* **What is being asked**
All the data should be repeated exactly. Any image in it is left out.

* **Task inputs**
--------------------

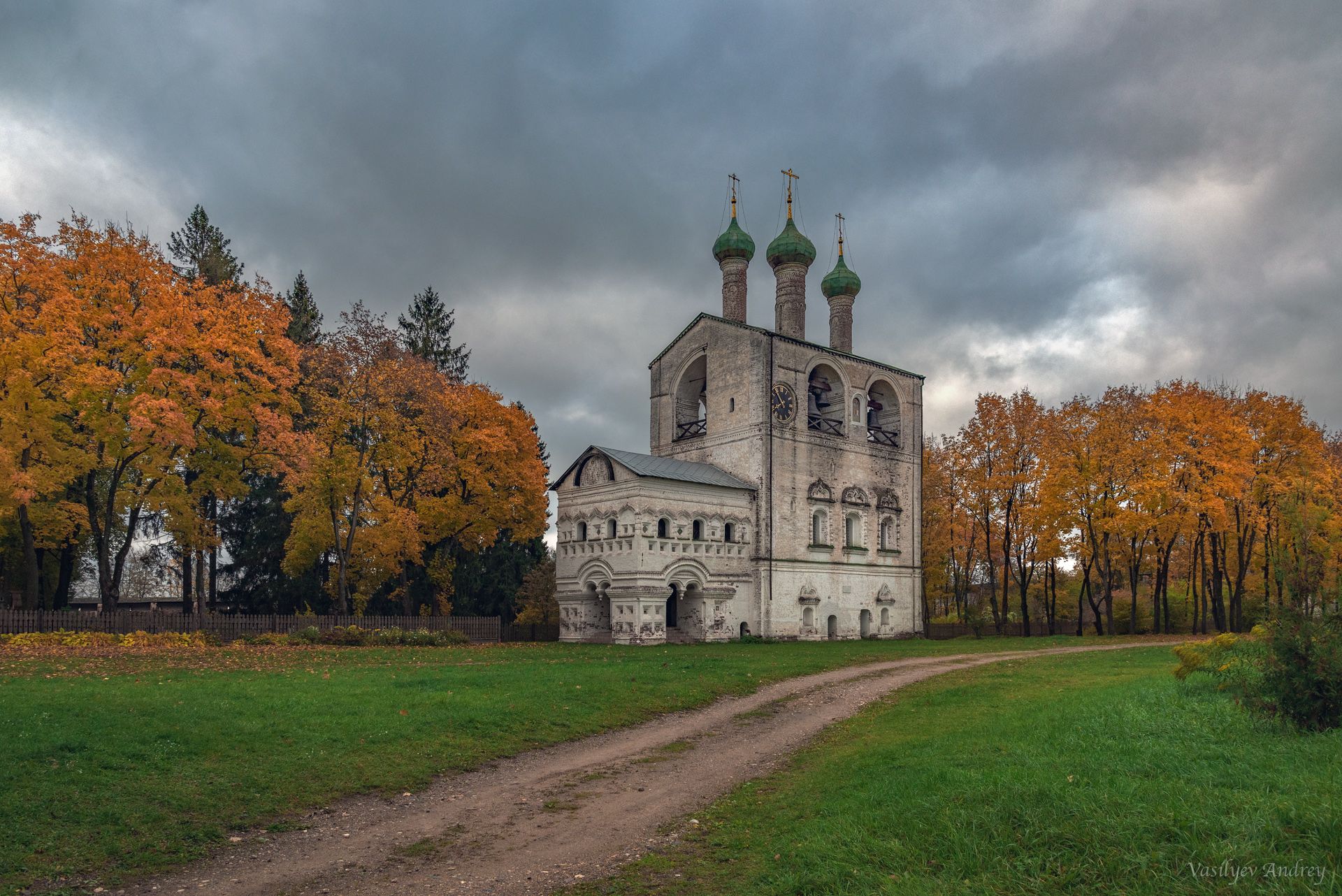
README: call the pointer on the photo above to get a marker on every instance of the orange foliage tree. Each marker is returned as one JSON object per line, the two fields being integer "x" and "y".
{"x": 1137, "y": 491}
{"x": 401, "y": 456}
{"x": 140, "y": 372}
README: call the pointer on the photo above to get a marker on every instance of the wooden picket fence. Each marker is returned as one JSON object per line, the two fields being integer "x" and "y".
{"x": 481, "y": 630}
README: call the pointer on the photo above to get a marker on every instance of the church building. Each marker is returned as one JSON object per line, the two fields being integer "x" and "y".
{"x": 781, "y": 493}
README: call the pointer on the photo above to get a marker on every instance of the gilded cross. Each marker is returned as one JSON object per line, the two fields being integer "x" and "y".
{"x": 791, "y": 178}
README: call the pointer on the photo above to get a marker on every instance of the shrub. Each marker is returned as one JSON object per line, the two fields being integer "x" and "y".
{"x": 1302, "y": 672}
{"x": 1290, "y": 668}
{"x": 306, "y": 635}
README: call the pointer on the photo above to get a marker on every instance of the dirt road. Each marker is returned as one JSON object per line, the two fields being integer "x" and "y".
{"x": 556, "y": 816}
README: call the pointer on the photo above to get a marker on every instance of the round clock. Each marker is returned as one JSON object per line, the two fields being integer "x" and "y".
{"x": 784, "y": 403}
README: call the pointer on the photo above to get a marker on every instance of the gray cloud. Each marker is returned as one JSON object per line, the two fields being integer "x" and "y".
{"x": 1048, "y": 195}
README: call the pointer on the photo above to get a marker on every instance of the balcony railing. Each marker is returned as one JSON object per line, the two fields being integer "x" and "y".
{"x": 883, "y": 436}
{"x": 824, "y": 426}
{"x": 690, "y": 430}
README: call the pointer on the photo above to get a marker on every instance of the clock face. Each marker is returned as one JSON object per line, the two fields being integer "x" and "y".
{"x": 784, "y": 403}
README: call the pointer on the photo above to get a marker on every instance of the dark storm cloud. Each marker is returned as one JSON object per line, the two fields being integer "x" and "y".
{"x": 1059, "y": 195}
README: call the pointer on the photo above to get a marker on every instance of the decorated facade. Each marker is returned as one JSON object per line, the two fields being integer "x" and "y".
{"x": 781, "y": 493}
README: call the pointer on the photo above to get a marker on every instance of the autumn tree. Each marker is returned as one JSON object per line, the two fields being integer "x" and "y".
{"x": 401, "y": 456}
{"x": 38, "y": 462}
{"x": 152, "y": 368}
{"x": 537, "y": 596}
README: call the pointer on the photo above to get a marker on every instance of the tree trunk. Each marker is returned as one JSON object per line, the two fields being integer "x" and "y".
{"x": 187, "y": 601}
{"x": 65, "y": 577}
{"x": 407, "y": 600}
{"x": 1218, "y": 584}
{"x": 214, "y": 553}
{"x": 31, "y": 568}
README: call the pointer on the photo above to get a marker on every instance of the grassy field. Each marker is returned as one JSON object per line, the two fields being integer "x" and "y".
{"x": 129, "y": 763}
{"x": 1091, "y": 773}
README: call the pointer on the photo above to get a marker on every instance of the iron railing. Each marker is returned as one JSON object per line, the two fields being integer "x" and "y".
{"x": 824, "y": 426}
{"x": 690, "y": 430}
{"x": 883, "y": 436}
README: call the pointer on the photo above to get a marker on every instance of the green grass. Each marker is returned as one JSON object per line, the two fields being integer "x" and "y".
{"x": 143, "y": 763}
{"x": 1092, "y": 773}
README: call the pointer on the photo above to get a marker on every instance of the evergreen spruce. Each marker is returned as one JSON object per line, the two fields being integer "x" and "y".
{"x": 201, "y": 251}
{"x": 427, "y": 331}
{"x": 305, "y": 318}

--------------------

* **Answer to the exercise**
README: call the pointer on the photo above to get a marker on every instance of the orange foliage tree. Each marker is returned as one JSON object per line, the two fields being integer "x" and "y".
{"x": 1137, "y": 491}
{"x": 401, "y": 456}
{"x": 140, "y": 372}
README: call the pointer on the photo above to get a marker on every instance of the wooden picket fence. Each marker is returned as one JSON object per line, the two fields being integer "x" and "y".
{"x": 481, "y": 630}
README: call the pointer on the photo above to get a marker on every instance of the church building. Each marker is returned as one JSON object per line, the two fields being integer "x" and "y".
{"x": 781, "y": 493}
README: call the pointer on the photo above to get a marker on every instance of the gilded cross. Each marker is returned as one JSON object per line, the two fields being integer "x" and "y".
{"x": 791, "y": 178}
README: call the pointer on the photo above to get a marker on every instance of the shrub. Each marker is returned as one JSON object per line, the two fields being integer "x" and "y".
{"x": 1302, "y": 672}
{"x": 1290, "y": 668}
{"x": 306, "y": 635}
README: call the pointer on the photo above to get a marker on every instance of the dirt road. Each marker is returned as one JSON object per line, the two fields being integer "x" and "y".
{"x": 556, "y": 816}
README: call the pointer on the photo above to get a marker on every instance of the round clock. Each marker is returned as one JSON object per line, the two fields being integer "x" and "y".
{"x": 784, "y": 403}
README: call the pointer on the photo above to get a marker on every instance of the gray cloud. Each marker is returned as one JSON object per line, the two fields being integer "x" and "y".
{"x": 1048, "y": 195}
README: call the pointer on the photo above to get a marker on every instance of the balcony railing. Each marker is returned as one JSON object per line, the two fields being integer "x" and "y".
{"x": 883, "y": 436}
{"x": 824, "y": 426}
{"x": 690, "y": 430}
README: call the pointer on the photo above to get a marker on every instance of the clock face. Each marker is returned as one JSON object per line, the two fields being integer "x" and "y".
{"x": 784, "y": 403}
README: call the pointer on the photo above to get a marker on every instance of the dark storm cloud. Each marker is returned as one JSON object per line, the two fields being integer "x" and "y".
{"x": 1059, "y": 195}
README: call the pointer on the photo above to get a marker on every instance of the decorated facade. Each marker is returned as one JSON object per line, the two fields being integer "x" and "y".
{"x": 781, "y": 493}
README: call the pointer on the photo above to get a marker on every instance of the autumn tree. Each marker is returned as one JSON object per line, the two fields being integer "x" and "y".
{"x": 401, "y": 456}
{"x": 38, "y": 462}
{"x": 152, "y": 368}
{"x": 537, "y": 596}
README: call the pointer on the photo above to get a marker on every instance of the tree trunk. Each marker is returned as one JSON object per line, the two fields being integer "x" and "y".
{"x": 187, "y": 601}
{"x": 65, "y": 577}
{"x": 407, "y": 600}
{"x": 1218, "y": 584}
{"x": 214, "y": 553}
{"x": 31, "y": 568}
README: call the pointer on the photo above to get a marker on every instance of the grassy field. Each marker is returned as one JSON object per line, the two fields being integer "x" and "y".
{"x": 129, "y": 763}
{"x": 1091, "y": 773}
README: call the pointer on the photo above to get a marker on every instance of the iron railing. Each marker is returned as one JSON object per line, the two fields being integer "x" and "y".
{"x": 824, "y": 426}
{"x": 690, "y": 430}
{"x": 883, "y": 436}
README: call the pointer on the photo above to get a marker on every instance of the green grass. Each marker is returned as one JSON object per line, the two fields being integer "x" and "y".
{"x": 143, "y": 763}
{"x": 1092, "y": 773}
README: call the pointer on the photo above to get a marker on every instance of the evergreen spruce. Each marker is returned as one JSON object per line, the two fields being integer "x" and "y".
{"x": 201, "y": 251}
{"x": 427, "y": 331}
{"x": 305, "y": 318}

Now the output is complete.